Frustrated with myself....

Ever get that feeling that nothing you do is ever right or that the whole world is plotting against ur very existance? Yup thats me. I know wut I want and I've been after it, well him forever...it just never ends there is always something standing in the way. Weather it be sum1 or my own goddamn stupidity always something. Every time I get close to being able to prove myself n my love to him n his family sumthin gets sed and taken the wrong way or sumthin happens and everything gets ripped away. Its been 2 steps forward and 20 steps back. I just want to prove myself and my feelings. Throughout this whole ordeal I have grown up alot and let go of the immature jealousy and the immature little kid fits that I used to throw I have tried to prove that I've grown up at least a little and I am ready for a serious mature relationship and its not enuf I guess. I don't know wut to do. I'd give just about anything or do anything I had to just to make them see that the mistakes that I made were nothing but mistakes that I have learned from and never plan to do again I just don't know wut else I can do. I'm ready and tryin to prove myself but never get the chance. I love this man with all of my heart never felt this way before and the loss of him and any connection to him is a near fatal blow. It hurts worse with every second that goes by or breath that I take. I am trying SO hard and it seems that I am getting nowhere....I'm closer to where I started....january 18th 2006 yeah i remember. IT HURTS!! AHH I'm frustrated with myself and blame no1 but myself because I can't see where I keep fuckin up!!!!!!! My intentions are exactly wut I sed....to prove my love to him and his family....cuz that (love) is honestly (may God strike me dead right and now if its not) all I have for them...all of them. I just don't know wut else do to.....

| Annotation data based on points |
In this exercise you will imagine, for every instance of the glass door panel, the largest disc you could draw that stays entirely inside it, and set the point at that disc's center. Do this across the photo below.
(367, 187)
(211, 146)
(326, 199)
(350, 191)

| Goal |
Please continue the text titled "Frustrated with myself....", picking up after its final sentence.

| Output of the task |
uuuum update I guess? lol

Its been a while but ok here goes it....Its pretty much same shit different day...still totally head over heals in love with the same guy and all that stuff but its goin ok I guess...we still aren't back together but its one step at a time right? Anyhoo I took my big ass to classes and took my state test I am officially an STNA thats awesome I missed it. Big step but I made it. Now the next step is to get a job n start bringin in the cash right? WRONG since sum dumbfuck who was SUPPOSED to be my best friend...like my fuckin brother decided to be a pussy n call the cops I ended up losin my fuckin license....damnit. But oh well I'll find a way around it I always do. My kid wow shes gettin big!She turned 1 Wednesday. Got 4 teeth now n startin to walk. Seems like just yesterday they were handin her to me n tellin me she weighed 7 lbs and was 19in. long n Shawn was scared to death to hold her! lol! I'll never forget that...took him 2 hrs but he did finally hold her. lmao! Things were A LOT better when she was born but I have this undying faith that things will get better for the both of us. Thats all u can have when u don't have certainty right? I hope. Well I gotta go thnx 4 readin ya'll have a good one!

and life goes on.....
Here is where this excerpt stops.